**INSTRUCTIONS TO FOLLOW**
Transcribe only what runs from the line including "Could you please point out the pink fabric" through the last line of the entries, exactly as it appears.

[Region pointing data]
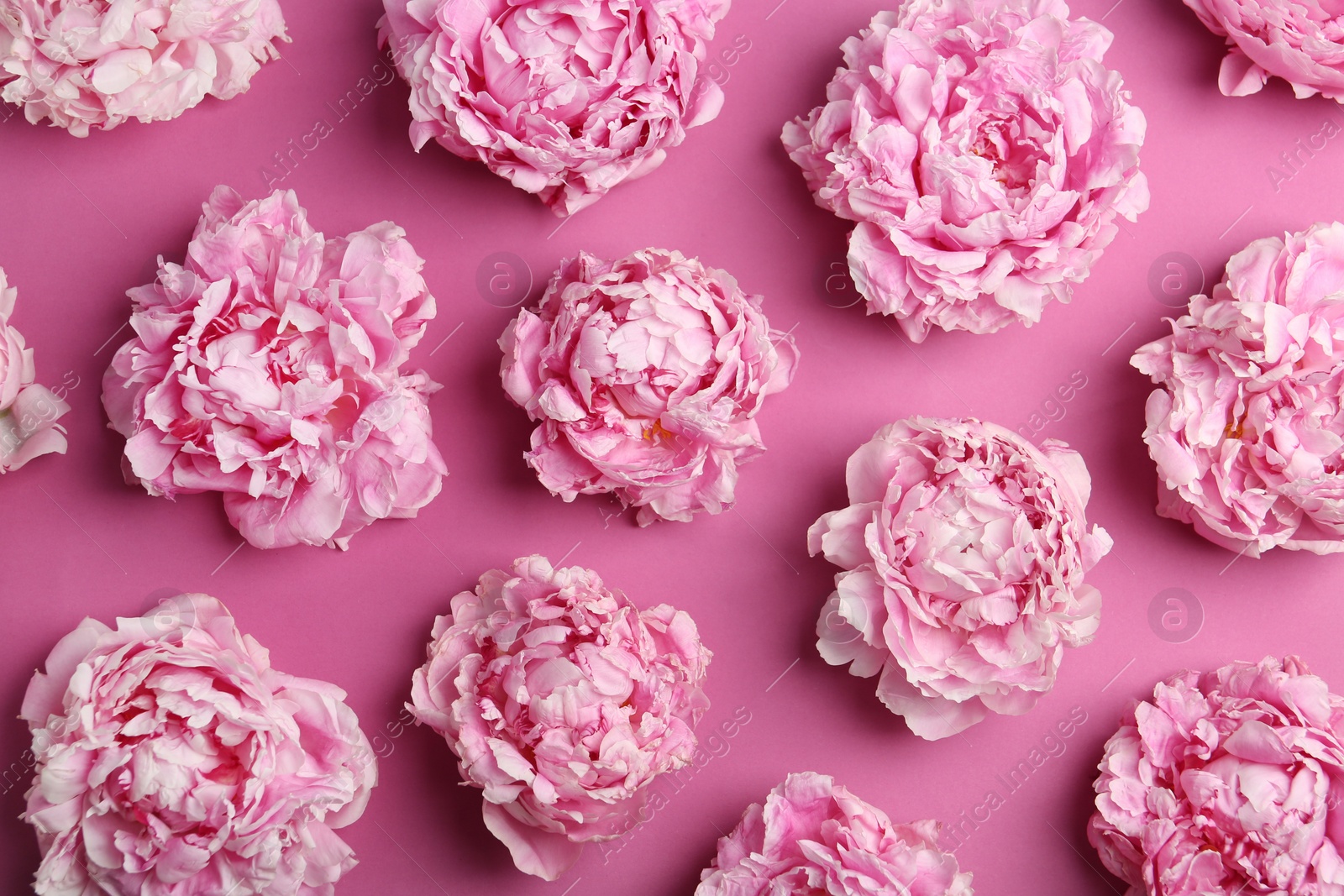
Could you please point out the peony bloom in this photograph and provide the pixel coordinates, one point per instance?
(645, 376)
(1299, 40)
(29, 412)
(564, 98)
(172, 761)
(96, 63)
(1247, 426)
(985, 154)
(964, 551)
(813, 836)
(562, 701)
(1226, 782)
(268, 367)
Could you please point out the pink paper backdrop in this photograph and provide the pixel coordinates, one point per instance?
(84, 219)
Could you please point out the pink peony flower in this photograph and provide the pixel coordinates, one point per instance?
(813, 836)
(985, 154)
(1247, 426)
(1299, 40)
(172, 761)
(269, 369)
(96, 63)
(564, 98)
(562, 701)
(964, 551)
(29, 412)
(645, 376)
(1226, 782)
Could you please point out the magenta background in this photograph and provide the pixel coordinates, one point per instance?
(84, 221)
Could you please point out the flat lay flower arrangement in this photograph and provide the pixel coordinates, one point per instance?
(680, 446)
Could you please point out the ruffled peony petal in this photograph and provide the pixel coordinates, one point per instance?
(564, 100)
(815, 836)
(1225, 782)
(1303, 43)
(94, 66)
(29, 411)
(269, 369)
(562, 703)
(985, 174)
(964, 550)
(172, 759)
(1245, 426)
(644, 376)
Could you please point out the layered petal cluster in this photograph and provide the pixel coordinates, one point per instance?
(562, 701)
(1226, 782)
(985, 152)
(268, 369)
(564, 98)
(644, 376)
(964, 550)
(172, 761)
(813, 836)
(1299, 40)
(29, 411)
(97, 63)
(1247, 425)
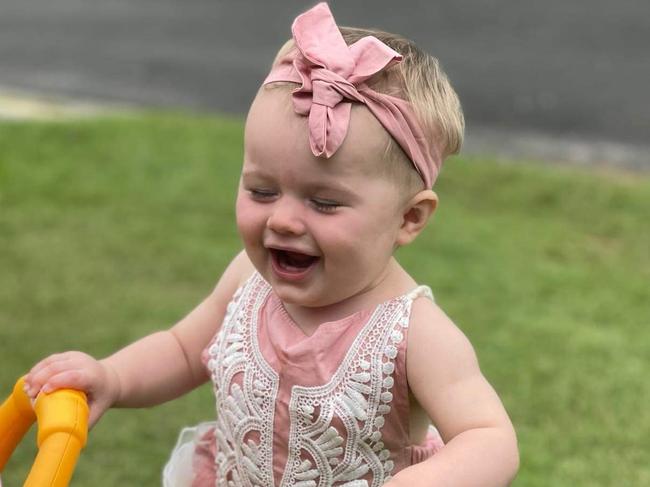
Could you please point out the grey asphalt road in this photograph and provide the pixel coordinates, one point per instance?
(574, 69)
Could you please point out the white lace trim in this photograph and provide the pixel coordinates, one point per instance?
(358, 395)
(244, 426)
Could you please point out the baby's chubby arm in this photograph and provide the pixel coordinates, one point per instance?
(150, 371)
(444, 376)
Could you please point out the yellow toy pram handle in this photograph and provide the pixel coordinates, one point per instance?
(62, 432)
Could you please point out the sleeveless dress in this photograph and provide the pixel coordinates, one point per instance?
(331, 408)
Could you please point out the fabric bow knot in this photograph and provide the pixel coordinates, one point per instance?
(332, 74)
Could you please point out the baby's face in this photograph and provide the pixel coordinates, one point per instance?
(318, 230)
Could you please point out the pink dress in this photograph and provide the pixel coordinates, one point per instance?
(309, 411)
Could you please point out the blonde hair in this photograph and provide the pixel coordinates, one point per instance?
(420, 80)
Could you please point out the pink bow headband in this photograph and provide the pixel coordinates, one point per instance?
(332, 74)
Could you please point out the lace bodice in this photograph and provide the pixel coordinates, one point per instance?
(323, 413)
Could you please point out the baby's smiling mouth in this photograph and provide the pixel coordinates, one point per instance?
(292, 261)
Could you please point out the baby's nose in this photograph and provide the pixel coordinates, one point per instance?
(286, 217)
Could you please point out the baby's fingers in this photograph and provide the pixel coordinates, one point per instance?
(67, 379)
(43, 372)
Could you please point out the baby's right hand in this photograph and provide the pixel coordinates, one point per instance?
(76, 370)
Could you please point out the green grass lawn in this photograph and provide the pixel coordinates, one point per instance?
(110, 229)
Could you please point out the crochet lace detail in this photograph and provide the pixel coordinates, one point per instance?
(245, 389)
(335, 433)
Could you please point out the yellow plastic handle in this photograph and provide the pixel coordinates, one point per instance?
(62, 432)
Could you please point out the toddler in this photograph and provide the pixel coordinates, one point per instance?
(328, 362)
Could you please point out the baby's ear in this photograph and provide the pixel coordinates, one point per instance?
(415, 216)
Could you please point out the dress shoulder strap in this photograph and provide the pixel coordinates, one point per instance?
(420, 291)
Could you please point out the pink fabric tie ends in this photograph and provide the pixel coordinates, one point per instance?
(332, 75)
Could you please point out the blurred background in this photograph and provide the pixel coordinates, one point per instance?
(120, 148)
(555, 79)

**ANSWER TO THIS TASK**
Could you please point out the pink fabric tie ends in this photograph and provide the pixel coordinates, one point per instance?
(332, 75)
Could you please point out the blurred background in this photograph and provide the pixel coordinates, one point per instance?
(120, 148)
(555, 79)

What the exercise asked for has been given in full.